### TEXT SECTION
McDevitt: So is that also part of the reason--if you've got a small-cap company, it's got one line of business, it's in a niche--is that one of the other reasons why it's so important to not have a levered balance sheet when you're talking about companies like that?

Dreifus: Yeah. It gives, for lack of a better term, but I think it's a good term, optionality. What's important, and I think could be a big driver in the years ahead: Costs have been removed from companies over that 10-year slowdown we had, such that, if we do have cost pressures, which we haven't had, admittedly, but if we have pressures on margins coming up--because we are at peak profitability--if margin pressure exists, there's an incentive for a competitor to buy one of my companies. Why? They're inexpensively priced, so you get the accounting accretion. The strength of the balance sheet allows the acquirer to use my company's balance sheet to fund the acquisition because not only do I have net cash, but I probably have unencumbered assets.

Then, if you're in the same business as contrasted with private equity or a financial buyer, you have the opportunity of injecting synergies. An underleveraged company has a holding cost. So there's clearly that, but the optionality that it presents and what happens if you do that in combination with other things. I try to buy absolute value. So the fund that I manage happens to have really, very good upside downside capture ratios. I've been managing public mutual funds now since May of 1980, so that's nearly 8,000 NAVs; I've seen a lot of different market outcomes. When the market is searching for what the right multiple is, the strength of the balance sheet, and the absolute attractiveness of the company helps keep that stock at a level in better stead than the market.

McDevitt: Let's turn that around, though, a little bit. You've talked about how, in the coming years, we're going to have a massive wave of refinancing because there's so much corporate debt out there, right?

Dreifus: Right.

McDevitt: I've heard an estimate that, over the next three years, it'll be $3.5 trillion in corporate debt that will need to be refinanced. What is that going to mean to the types of companies, or for the types of companies, that you own? Could that be an opportunity for those companies that are underlevered?

Dreifus: It could be an opportunity for them to acquire a competitor. You're absolutely right, Kevin--between now and 2021, the amount of maturities double on an annual basis, and they continue to go higher in '22 and '23. So there's a wall of maturities heading. The issue is, Where will interest rates be, and what will be the appetite of lenders? We don't know that sitting here in May of '19. However, again speaking to the optionality, a company that is a competitor that may have issues about refinancing would be more amenable to conversations regarding being taken over. Certainly, the good news is, my companies won't have to borrow. So they're not going to be in the midst of this. I probably had one of the few portfolios in the United States that over the last 10 years got hurt by lower interest rates because not only do my companies not borrow--and a borrower's benefited, particularly if you had variable rates--but, my companies have excess cash, which they invest in T-bills and munis, and they got lower other income.

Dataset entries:
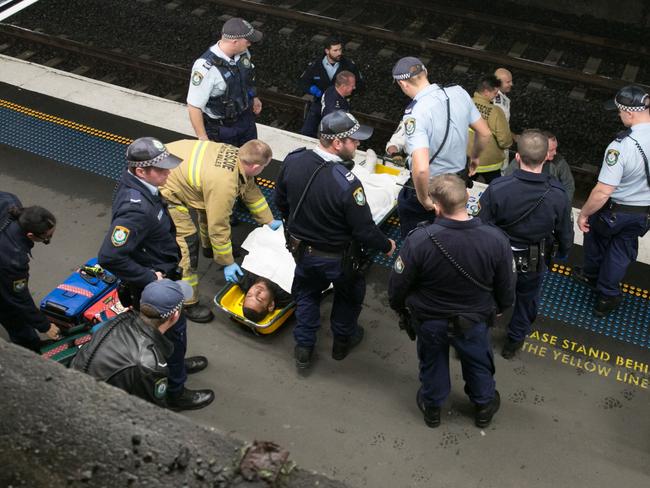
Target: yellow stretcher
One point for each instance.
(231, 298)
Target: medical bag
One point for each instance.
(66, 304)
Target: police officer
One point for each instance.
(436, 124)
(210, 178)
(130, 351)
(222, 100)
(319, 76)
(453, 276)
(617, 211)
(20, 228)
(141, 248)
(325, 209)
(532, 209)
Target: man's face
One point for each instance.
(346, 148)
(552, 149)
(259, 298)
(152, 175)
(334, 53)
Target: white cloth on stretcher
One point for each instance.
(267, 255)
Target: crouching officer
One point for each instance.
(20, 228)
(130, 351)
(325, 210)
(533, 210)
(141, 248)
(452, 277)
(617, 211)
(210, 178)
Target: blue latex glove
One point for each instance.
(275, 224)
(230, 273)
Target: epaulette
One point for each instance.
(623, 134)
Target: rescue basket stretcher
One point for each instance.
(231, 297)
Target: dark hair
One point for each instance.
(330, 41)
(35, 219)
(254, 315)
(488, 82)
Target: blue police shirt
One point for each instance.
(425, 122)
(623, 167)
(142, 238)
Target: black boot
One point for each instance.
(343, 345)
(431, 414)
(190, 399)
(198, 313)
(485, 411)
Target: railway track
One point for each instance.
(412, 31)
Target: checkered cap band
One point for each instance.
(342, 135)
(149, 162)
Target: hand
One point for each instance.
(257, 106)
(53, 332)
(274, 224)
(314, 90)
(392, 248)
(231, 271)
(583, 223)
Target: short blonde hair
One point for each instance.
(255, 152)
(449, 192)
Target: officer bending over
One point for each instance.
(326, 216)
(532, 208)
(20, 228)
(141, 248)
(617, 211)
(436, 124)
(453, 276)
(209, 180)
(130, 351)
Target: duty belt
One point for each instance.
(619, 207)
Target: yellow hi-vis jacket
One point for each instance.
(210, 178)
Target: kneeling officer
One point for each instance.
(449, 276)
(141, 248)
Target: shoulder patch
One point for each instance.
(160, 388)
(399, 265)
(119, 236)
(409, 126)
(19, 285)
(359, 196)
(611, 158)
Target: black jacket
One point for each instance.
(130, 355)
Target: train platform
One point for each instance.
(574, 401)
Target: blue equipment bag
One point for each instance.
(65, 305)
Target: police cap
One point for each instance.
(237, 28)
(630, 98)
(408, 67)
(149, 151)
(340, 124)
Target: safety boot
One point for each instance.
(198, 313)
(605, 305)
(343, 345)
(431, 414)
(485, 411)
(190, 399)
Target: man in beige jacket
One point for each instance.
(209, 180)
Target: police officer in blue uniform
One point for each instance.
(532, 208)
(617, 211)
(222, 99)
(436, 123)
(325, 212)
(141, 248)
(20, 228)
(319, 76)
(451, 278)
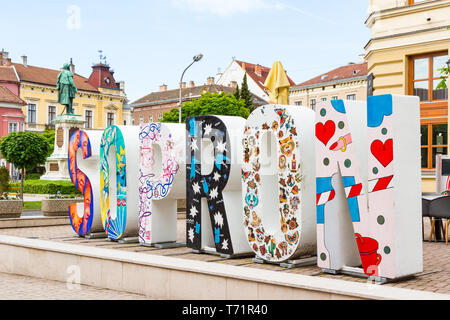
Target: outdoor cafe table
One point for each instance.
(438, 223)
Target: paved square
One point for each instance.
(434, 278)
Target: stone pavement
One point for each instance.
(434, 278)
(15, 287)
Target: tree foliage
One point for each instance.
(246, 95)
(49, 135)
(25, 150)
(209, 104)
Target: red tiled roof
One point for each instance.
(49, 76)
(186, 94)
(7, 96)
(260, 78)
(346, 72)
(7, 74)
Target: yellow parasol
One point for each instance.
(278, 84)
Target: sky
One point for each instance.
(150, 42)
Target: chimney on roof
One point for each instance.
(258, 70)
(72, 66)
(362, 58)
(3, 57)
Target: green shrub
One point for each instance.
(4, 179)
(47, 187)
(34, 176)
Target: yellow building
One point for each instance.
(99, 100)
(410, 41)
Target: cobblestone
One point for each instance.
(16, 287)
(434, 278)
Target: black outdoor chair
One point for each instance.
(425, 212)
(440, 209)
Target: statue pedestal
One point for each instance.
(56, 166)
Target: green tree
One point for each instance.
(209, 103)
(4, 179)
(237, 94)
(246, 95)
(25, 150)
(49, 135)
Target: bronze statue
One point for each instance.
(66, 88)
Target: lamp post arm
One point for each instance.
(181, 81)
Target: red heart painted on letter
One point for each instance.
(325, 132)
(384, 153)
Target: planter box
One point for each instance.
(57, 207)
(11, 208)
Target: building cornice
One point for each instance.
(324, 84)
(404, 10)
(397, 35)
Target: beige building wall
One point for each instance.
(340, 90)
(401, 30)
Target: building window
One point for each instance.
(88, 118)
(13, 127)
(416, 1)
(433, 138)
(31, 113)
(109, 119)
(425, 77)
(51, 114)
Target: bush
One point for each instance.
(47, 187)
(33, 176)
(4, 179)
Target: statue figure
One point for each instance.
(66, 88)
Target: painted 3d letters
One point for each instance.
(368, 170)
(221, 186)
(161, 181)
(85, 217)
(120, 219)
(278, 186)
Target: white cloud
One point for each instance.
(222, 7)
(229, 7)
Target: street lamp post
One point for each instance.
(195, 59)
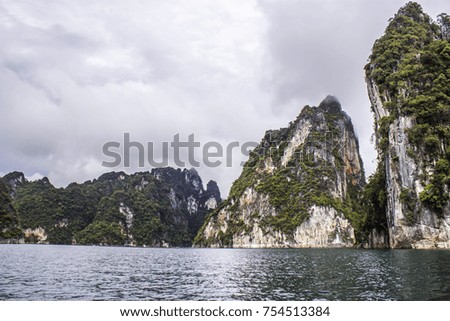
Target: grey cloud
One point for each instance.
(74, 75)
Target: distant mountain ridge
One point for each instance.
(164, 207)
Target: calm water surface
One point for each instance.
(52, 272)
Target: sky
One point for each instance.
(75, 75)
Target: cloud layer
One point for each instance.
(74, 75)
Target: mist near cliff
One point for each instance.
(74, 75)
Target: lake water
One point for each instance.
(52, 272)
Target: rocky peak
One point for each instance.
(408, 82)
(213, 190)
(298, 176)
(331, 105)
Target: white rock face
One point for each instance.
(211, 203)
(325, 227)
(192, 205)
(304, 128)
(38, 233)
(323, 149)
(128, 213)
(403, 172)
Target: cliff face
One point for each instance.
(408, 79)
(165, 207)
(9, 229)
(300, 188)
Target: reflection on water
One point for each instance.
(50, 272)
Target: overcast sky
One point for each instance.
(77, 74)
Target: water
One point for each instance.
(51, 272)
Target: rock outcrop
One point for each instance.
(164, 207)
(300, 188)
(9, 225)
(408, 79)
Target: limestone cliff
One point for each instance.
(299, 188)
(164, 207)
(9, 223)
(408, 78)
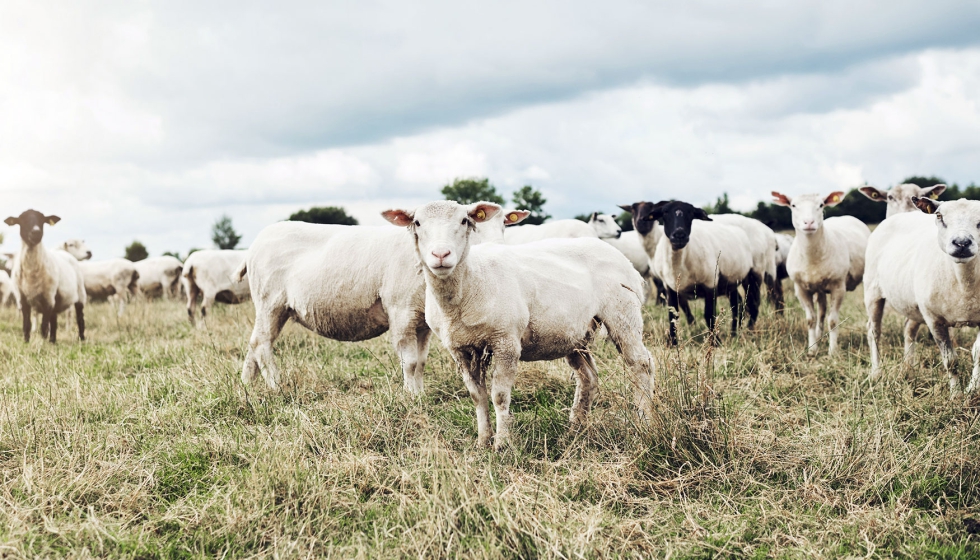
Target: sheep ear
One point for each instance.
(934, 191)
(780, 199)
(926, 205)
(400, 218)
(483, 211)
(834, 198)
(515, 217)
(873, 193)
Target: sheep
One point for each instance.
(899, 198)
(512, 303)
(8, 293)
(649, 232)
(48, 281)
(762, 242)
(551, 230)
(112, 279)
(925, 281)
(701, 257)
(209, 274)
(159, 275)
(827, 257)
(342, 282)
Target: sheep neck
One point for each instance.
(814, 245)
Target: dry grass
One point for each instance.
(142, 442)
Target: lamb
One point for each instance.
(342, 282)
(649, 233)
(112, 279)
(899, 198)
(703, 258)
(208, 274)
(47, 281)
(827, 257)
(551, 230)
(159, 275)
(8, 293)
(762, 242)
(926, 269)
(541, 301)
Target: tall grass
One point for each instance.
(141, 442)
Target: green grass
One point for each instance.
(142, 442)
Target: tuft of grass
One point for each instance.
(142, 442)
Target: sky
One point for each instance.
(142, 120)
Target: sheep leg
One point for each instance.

### WHAT IS ASKED
1. Switch "three years" to "five years" in the part of the interview on corporate balance sheets that opens with the words containing "Dreifus: Right." and closes with "that are underlevered?", and write that part out again.
2. Continue the interview on corporate balance sheets and debt refinancing from the point at which it stops.
The records are not needed here.

### RESULTS
1.
Dreifus: Right.

McDevitt: I've heard an estimate that, over the next five years, it'll be $3.5 trillion in corporate debt that will need to be refinanced. What is that going to mean to the types of companies, or for the types of companies, that you own? Could that be an opportunity for those companies that are underlevered?

2.
McDevitt: Right. It's paid to be levered the past 10 years.

Dreifus: Right, exactly.

McDevitt: So I want to ask you, though, about a company that, to me, sticks out as a potential anomaly, but it may not be. It's your top holding, I think, it's Meredith magazine publisher, as of March of this year.

Dreifus: Correct. Levered.

McDevitt: It's levered. So your portfolio overall has an average debt/capital, only 20%, very, very low. But Meredith seems to have a debt/capital of about 60%. So what's going on there? Tell us the story.

Dreifus: Meredith is a company that I invested in for many, many years. Actually, the current CEO, when I first invested ... and then the current chairman was CFO when I first invested in this company. Everyone knows Meredith is a company that owns magazine properties and television stations. They acquired in January of '18, Time Inc. So they're in a June fiscal, so on June 30 of '18, they had debt, which was 3.5 times EBITDA. They already paid down debt through cash flow--big cash flow generator--plus asset sales of things they bought from Time, like Time magazine and Fortune magazine, such that now the ratio is 2.7. They expect by June of 2020, based on just cash flow, to be down to 1.9. Leverage will be obliterated by that.

McDevitt: That's kind of your magic level, right? Two times leverage.

Dreifus: Yeah, or less.

McDevitt: Or less, or less. At least.

Dreifus: Right. Now, that still assumes conviction that they will get this done. So what you have to do in cases like this, you have to go back in history and see what they did. They had a series of acquisitions of TV properties in Phoenix and elsewhere that levered it up. They quickly paid it down. I'm not averse when there's an opportunity to seize that opportunity and lever it up, if there's a clear path, a believable clear path as to how you're going to pay that down. Furthermore, there's some evidence that you actually did that in the past.

McDevitt: Last question, I want to ask you about cash in your portfolio. Right now, or at least as of March, it was about 20%. I don't know if it's an all-time high, but I know it's close. So you're obviously not finding a lot to buy in the market. Is there any area, though, that does look attractive? Is there any area where you are still finding opportunities?

Dreifus: Right now, I'm actually not. The last 12 months have been very strange. If you go back from the end of March of '18 until the end of September, we had rising values and rising interest rates. My approach, in terms of valuation, is that, of private equity or M&A, you examine the cap rate--the return the buyer gets by buying the business--against the cost of borrowing to buy the business. With the market rising, cap rate comes down, but yet interest rates were rising. So it squeezed my portfolio. My portfolio--the cash position has nothing to do with the temperament of Charlie Dreifus. It's not that I personally am bullish or bearish, I have a view, but that does not influence the cash position. It's the opportunity set that's out there.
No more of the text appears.